◆ Consegna ◆
Riscrivi il brano dell'estratto sul miracolo della pioggia da "Con tale miracolo, anche" a "non si realizzasse.", mettendo "Eremita" al posto di "Asceta".

◆ Estratto fornito ◆
/---
Secondo le credenze, numerosi sono gli eventi in cui il Santo
ha steso la Sua mano portentosa sulla popolazione: basta ricordare
terremoti e altre calamità. Ma il fatto che Lo rese definitivamente
popolare presso tutti i nostri contadini fu quello noto come
il miracolo della pioggia. A tal proposito O. Di Landro così
scrive "Il miracolo della pioggia,
operato in vita da Ilarione ad Afroditon (secondo quanto dice
Gerolamo nel cap. 22 della Sua opera) si ripeté a Caulonia
(allora Castelvetere ndr.) il 14 maggio del 1855. per una
straordinaria siccità il popolo desiderò implorare la pioggia
del Santo Protettore, portando in processione fino al romitorio
di San Nicola la reliquia. La processione fu decisa per il
giorno tredici maggio e il 14 la pioggia arrivò puntuale,
secondo la testimonianza dello stesso arciprete Davide Prota,
che viene riportata a pagina 254 delle sue Ricerche Storiche
su Caulonia, edite a Roccella Jonica dalla Tipografia Toscano
nel 1913".
Con tale miracolo, anche il nostro Asceta entrò nel novero
dei santi pluviali della Calabria. Sant'Ilarione, con Sant'Agazio
in Guardavalle, San Nicola in Camini e i Santi Cosma e Damiano
in Riace, nonostante siano tanto invocati per ricevere la
tanto sospirata acqua, non sarebbero esenti da minacce e punizioni
nel caso il miracolo non si realizzasse.
\---
◆ Righe di dati ◆
/---
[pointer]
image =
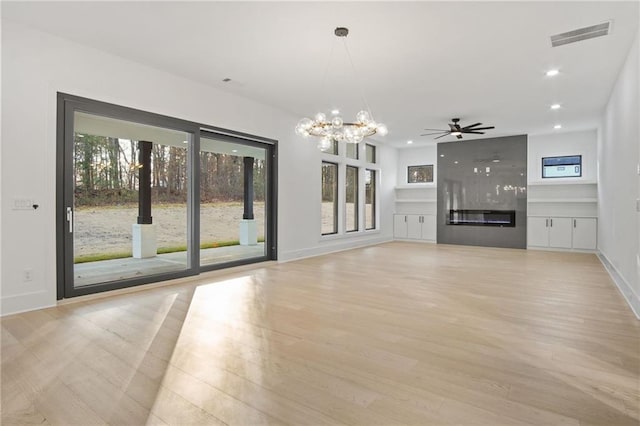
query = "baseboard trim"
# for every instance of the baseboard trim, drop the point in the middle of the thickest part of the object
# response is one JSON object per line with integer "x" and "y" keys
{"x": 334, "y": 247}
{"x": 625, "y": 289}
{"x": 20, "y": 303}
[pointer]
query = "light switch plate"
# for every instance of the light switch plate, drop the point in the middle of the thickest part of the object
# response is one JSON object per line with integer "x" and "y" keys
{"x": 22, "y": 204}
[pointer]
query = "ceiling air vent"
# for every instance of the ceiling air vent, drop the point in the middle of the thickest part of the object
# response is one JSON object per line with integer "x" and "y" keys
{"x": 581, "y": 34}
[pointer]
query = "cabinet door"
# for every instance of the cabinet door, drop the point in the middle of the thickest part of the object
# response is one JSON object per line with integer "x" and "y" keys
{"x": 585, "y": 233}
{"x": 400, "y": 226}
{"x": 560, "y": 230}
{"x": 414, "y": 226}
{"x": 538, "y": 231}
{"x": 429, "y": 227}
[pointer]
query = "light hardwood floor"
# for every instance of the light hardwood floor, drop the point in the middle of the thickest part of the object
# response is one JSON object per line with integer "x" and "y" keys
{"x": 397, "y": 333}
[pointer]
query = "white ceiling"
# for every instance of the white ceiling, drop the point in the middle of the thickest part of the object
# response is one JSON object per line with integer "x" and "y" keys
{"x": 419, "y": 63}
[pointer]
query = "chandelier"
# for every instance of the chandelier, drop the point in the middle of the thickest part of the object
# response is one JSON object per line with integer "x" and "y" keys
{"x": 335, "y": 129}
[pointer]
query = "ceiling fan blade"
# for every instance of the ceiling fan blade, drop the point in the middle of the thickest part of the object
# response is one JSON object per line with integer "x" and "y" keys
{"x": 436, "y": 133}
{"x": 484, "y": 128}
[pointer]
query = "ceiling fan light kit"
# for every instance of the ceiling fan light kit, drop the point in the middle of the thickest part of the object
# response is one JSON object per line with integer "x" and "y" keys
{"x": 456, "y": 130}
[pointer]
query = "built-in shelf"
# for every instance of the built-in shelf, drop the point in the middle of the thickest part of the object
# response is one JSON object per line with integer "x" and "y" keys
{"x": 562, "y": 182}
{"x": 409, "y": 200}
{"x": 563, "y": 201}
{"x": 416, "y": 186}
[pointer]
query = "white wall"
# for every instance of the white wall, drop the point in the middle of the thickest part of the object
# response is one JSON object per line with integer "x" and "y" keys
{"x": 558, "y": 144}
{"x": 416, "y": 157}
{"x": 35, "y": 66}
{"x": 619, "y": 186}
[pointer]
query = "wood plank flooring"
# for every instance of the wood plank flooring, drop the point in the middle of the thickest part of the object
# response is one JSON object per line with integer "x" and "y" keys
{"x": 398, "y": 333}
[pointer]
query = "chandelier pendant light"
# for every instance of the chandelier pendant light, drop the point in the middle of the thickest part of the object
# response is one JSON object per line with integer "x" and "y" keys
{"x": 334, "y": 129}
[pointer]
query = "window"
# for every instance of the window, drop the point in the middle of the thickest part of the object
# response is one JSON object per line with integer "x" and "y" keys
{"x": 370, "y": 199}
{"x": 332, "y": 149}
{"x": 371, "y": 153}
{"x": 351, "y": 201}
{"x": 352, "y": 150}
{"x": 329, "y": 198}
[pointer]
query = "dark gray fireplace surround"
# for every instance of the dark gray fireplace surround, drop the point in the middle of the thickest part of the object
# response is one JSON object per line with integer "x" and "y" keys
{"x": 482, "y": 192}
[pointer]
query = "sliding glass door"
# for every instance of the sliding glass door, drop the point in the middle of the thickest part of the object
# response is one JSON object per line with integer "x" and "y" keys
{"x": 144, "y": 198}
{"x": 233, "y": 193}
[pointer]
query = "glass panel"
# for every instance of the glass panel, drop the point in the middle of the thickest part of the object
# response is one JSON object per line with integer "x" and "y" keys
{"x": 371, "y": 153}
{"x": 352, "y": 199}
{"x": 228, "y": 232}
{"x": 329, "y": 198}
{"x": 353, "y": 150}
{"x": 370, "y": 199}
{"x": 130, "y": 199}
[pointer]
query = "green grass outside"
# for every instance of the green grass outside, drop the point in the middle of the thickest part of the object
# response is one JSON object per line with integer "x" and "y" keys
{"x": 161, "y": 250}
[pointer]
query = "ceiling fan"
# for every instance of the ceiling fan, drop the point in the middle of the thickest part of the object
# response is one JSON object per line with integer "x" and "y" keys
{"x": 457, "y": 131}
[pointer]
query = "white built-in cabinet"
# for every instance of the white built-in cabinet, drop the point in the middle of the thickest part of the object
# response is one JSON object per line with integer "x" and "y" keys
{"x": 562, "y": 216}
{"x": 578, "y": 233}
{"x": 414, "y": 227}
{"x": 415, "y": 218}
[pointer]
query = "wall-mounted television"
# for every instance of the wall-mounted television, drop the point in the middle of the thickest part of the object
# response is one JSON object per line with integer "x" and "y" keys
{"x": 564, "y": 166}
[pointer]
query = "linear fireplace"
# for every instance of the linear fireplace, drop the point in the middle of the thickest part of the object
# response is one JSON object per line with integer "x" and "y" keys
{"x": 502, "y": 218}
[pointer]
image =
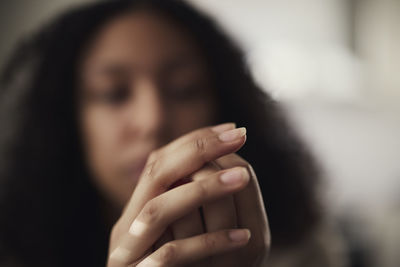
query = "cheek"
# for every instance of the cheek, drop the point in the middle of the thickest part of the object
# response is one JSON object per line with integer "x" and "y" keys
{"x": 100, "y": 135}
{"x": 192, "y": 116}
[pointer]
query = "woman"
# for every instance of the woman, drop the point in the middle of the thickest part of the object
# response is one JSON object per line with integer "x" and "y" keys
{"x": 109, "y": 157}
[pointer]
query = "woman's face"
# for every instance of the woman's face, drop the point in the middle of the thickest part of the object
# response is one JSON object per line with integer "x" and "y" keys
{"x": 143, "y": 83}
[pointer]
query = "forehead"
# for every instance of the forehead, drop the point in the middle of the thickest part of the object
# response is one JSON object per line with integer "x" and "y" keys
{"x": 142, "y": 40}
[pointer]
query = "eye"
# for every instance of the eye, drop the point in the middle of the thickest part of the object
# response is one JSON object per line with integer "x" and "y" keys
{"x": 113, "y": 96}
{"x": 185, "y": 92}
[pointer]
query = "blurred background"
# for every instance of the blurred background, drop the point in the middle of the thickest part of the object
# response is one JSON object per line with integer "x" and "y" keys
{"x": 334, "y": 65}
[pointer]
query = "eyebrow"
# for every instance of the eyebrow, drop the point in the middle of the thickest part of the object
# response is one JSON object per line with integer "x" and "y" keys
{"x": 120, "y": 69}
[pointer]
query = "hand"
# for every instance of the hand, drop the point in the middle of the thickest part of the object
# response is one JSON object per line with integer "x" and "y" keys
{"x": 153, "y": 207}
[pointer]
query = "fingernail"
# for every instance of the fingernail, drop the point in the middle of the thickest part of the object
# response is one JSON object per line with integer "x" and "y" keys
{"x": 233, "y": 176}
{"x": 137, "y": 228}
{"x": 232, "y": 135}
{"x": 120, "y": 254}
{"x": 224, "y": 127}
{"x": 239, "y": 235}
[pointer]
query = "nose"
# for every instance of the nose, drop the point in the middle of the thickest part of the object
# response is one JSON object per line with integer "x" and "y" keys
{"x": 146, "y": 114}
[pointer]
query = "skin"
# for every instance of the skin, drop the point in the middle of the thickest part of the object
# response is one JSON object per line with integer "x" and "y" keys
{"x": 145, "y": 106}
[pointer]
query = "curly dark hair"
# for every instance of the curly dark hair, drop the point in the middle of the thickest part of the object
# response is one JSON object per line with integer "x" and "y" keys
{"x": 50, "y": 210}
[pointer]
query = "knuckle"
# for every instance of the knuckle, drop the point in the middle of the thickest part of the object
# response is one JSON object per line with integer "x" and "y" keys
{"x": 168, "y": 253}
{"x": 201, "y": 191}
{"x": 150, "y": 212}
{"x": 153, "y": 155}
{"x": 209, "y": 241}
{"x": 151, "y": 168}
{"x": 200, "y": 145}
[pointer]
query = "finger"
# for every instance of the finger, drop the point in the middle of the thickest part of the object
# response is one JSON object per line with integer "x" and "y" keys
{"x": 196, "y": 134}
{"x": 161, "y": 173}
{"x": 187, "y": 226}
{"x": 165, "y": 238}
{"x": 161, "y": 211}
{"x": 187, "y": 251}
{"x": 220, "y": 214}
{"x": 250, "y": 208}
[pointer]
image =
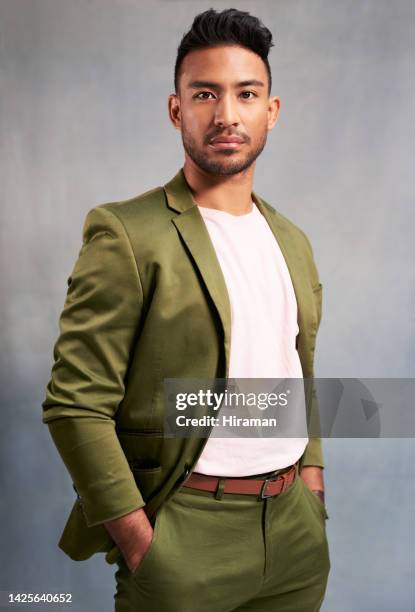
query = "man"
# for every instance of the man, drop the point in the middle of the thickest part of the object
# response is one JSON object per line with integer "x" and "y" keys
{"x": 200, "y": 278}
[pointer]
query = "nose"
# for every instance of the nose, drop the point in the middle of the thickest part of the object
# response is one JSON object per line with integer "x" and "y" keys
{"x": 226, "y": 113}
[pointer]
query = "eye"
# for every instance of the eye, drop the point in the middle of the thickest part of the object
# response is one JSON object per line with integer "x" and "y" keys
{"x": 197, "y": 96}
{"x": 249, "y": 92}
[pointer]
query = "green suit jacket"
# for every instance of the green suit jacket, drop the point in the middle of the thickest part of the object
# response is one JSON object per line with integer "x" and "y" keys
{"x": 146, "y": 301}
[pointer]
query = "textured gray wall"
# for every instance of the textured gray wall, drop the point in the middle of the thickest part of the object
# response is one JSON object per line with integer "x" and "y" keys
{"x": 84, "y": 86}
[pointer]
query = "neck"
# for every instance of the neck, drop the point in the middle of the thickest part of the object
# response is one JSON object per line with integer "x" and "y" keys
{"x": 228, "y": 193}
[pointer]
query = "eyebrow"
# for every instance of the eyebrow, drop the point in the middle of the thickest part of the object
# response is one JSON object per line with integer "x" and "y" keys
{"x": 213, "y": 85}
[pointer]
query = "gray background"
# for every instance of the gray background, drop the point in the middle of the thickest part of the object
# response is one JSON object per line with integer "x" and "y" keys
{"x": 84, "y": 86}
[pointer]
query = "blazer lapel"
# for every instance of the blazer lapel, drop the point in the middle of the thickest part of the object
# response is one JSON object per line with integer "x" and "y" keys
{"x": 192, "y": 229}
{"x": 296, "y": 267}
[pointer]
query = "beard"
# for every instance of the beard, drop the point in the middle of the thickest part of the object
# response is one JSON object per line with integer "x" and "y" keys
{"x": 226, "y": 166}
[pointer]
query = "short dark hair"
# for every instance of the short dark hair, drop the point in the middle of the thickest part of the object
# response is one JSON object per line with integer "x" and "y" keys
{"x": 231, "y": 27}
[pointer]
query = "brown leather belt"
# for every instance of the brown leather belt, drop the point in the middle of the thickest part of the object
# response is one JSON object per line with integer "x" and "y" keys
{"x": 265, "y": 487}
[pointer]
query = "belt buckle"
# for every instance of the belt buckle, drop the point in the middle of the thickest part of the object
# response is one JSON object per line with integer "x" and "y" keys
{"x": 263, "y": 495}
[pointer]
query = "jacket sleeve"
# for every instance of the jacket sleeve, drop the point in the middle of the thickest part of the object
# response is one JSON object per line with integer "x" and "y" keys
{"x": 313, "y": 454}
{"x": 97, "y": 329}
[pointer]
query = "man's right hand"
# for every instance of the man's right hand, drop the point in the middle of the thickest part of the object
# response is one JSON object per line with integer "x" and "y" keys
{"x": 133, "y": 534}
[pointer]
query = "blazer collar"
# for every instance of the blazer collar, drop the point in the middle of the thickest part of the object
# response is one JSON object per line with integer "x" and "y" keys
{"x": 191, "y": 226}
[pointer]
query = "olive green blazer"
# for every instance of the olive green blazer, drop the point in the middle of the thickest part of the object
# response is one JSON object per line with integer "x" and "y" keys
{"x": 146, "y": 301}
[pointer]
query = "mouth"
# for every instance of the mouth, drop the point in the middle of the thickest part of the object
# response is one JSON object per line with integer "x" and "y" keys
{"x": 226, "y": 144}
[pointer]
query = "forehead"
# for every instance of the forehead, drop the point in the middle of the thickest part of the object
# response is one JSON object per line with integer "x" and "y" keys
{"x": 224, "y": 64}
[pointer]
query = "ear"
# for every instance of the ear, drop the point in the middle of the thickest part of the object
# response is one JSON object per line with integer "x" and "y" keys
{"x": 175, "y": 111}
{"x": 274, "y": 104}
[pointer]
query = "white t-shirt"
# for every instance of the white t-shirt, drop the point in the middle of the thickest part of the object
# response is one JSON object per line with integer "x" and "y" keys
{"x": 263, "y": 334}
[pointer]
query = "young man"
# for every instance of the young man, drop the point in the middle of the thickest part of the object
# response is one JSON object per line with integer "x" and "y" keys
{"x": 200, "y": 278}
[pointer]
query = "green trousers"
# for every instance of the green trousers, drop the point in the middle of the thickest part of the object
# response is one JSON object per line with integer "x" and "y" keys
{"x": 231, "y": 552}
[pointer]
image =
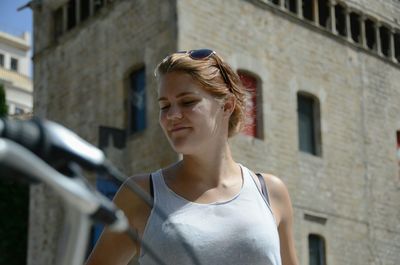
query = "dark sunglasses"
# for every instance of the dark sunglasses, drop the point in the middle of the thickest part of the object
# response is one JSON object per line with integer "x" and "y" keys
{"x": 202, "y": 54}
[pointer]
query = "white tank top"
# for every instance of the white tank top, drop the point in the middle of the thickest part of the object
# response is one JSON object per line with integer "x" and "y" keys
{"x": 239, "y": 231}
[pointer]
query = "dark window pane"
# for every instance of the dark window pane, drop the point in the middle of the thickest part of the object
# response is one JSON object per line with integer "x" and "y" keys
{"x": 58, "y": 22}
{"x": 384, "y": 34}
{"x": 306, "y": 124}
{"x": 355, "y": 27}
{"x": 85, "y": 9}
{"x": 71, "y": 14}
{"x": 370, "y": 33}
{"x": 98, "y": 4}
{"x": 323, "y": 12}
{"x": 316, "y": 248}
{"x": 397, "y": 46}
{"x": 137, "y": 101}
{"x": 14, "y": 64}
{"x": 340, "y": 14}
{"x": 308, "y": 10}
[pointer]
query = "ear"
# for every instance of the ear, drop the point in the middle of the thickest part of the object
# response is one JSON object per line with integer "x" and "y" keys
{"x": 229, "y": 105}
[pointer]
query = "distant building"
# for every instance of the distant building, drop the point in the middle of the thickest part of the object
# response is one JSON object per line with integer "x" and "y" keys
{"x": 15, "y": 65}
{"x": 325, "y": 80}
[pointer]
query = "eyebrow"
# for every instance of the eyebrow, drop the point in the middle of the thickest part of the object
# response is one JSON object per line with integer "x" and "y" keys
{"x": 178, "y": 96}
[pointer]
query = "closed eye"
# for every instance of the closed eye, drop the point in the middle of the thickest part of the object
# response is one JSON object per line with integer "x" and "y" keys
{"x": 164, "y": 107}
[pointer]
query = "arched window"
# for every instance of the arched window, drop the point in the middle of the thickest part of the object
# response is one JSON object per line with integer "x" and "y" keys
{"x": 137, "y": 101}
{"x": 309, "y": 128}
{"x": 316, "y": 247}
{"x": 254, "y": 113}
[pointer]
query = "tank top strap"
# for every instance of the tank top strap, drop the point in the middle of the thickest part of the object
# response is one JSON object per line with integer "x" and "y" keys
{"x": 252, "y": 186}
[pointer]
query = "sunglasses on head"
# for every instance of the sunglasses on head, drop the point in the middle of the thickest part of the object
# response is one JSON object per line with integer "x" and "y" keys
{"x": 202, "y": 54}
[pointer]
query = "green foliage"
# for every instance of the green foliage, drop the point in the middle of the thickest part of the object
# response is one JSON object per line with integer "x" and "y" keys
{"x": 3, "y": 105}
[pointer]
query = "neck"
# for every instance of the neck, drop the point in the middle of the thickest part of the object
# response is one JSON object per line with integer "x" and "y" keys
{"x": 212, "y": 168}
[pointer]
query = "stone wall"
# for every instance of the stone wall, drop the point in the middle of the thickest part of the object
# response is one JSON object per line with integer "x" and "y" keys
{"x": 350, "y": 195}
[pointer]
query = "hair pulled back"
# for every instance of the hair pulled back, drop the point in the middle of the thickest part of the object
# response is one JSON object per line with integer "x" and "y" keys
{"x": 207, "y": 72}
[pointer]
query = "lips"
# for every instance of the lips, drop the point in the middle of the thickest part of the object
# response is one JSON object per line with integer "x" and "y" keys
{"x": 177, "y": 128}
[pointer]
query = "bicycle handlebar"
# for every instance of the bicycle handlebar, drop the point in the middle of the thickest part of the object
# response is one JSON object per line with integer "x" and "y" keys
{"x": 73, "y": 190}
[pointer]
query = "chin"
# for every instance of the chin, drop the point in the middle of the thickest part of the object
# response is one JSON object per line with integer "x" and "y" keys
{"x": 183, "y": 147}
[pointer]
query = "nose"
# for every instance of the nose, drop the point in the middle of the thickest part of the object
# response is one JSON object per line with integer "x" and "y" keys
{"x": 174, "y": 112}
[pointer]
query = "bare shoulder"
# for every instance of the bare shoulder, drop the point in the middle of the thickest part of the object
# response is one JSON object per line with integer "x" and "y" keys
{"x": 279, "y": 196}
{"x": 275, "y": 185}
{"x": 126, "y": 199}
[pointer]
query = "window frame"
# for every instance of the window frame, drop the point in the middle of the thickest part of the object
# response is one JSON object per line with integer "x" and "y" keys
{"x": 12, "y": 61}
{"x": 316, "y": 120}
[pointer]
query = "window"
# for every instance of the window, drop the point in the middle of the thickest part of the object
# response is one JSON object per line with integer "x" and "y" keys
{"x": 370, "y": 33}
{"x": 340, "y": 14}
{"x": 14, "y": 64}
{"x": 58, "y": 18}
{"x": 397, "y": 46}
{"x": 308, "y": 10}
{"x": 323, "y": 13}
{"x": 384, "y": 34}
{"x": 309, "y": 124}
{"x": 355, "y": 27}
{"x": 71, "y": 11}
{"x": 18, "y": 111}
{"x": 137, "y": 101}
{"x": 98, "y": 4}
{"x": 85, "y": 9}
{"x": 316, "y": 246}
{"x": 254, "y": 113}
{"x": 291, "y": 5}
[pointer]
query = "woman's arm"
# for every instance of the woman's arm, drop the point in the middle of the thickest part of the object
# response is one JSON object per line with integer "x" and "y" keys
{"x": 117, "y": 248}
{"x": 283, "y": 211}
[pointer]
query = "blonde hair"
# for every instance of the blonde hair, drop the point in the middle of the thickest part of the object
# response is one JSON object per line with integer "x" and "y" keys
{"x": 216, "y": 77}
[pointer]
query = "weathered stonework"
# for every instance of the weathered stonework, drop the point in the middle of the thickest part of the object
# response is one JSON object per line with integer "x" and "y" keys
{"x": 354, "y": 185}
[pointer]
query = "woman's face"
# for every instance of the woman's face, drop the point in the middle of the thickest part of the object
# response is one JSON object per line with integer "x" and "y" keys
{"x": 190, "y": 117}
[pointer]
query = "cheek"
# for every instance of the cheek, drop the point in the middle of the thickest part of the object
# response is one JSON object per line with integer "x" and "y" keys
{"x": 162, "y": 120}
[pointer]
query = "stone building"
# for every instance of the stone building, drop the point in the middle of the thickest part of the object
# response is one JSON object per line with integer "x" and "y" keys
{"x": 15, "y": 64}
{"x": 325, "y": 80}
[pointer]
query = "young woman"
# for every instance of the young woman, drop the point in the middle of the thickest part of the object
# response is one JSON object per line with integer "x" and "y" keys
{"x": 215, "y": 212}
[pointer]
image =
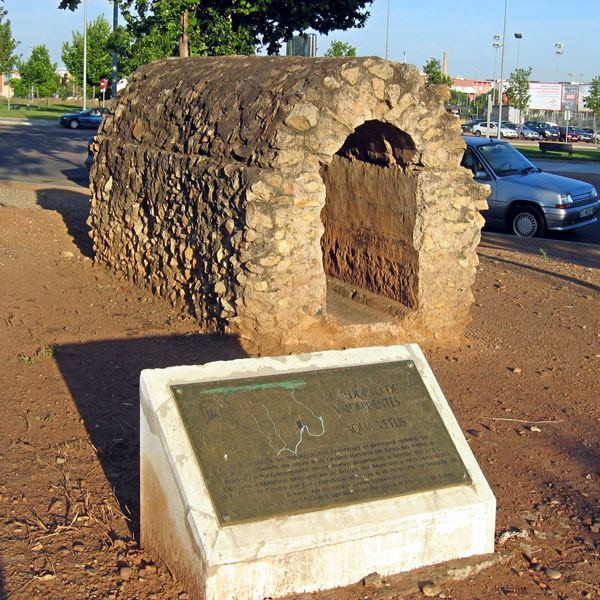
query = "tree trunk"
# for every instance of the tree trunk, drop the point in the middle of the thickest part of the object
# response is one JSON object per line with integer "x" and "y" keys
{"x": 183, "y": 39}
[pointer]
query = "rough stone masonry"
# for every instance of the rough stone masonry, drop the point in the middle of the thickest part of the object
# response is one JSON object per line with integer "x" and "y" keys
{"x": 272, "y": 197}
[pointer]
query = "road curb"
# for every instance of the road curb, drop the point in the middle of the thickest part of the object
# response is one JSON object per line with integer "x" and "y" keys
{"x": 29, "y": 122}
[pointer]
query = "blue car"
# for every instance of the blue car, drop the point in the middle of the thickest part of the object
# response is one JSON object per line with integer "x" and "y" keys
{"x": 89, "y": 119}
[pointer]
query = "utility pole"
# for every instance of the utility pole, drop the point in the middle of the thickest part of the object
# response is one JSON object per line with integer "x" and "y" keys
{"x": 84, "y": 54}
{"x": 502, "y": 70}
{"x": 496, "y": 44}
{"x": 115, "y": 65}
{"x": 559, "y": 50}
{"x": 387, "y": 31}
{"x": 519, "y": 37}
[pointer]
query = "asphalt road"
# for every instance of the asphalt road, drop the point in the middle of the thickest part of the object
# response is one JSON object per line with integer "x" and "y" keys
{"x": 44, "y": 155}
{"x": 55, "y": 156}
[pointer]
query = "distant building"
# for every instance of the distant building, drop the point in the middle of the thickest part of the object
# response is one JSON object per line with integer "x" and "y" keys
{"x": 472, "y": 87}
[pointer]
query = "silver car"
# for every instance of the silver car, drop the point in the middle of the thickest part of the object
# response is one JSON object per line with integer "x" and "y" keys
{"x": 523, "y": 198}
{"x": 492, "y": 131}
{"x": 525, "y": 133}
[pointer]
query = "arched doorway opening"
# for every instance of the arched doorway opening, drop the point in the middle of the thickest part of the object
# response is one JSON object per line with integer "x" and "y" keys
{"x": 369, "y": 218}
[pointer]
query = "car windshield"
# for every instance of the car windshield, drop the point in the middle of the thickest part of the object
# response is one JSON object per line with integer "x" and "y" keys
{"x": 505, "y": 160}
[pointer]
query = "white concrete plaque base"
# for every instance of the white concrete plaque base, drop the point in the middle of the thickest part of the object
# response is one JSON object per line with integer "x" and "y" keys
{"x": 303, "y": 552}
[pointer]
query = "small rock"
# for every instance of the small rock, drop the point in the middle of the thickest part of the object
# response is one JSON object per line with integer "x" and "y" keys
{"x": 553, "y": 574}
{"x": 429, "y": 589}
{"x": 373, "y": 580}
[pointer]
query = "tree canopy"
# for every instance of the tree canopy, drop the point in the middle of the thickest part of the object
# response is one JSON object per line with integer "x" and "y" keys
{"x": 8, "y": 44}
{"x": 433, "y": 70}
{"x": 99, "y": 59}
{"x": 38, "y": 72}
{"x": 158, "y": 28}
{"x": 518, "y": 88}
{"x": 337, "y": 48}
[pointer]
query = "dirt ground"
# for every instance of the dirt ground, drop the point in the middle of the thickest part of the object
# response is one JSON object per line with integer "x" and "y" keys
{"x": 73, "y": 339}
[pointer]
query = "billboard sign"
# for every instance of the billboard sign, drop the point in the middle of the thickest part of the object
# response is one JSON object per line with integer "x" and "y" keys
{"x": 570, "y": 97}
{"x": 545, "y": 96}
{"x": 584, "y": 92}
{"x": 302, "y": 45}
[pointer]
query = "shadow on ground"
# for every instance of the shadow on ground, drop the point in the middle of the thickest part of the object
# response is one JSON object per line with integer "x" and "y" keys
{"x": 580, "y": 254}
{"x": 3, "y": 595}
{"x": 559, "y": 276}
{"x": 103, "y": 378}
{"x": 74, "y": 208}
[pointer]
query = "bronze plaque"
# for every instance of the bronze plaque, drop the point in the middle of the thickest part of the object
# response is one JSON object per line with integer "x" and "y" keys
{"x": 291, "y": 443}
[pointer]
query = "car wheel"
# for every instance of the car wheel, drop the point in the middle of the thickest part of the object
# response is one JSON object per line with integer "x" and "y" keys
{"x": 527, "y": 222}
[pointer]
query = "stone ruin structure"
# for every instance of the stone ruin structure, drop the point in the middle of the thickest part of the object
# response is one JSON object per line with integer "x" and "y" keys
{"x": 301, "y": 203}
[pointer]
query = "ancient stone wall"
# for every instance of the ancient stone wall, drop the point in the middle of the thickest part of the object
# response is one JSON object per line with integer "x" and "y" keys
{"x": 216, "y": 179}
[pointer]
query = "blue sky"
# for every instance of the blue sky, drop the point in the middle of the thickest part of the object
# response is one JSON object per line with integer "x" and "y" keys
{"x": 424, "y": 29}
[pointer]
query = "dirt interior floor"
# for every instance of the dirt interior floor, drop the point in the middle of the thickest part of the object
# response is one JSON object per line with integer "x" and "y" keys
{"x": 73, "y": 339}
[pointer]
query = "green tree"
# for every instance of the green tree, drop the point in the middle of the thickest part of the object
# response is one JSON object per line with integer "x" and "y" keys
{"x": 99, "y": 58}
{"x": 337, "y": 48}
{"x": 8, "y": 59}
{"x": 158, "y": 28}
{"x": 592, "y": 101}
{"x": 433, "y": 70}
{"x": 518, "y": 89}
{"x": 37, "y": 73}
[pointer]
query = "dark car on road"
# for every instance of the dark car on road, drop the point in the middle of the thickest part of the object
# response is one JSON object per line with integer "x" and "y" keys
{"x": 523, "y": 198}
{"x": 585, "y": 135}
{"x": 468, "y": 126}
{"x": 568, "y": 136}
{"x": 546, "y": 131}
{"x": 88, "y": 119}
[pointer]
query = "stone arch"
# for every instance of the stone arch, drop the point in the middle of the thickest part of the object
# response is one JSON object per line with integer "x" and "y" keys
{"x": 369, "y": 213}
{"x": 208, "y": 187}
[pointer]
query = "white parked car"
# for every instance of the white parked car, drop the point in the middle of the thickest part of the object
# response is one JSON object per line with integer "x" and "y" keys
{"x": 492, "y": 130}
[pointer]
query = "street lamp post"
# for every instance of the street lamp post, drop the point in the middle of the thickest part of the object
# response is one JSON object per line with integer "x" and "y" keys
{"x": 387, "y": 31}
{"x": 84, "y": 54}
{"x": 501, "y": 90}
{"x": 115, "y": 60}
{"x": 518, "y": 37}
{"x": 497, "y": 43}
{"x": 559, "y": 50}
\---
◆ Soluzione scritta ◆
Con tale miracolo, anche il nostro Eremita entrò nel novero
dei santi pluviali della Calabria. Sant'Ilarione, con Sant'Agazio
in Guardavalle, San Nicola in Camini e i Santi Cosma e Damiano
in Riace, nonostante siano tanto invocati per ricevere la
tanto sospirata acqua, non sarebbero esenti da minacce e punizioni
nel caso il miracolo non si realizzasse.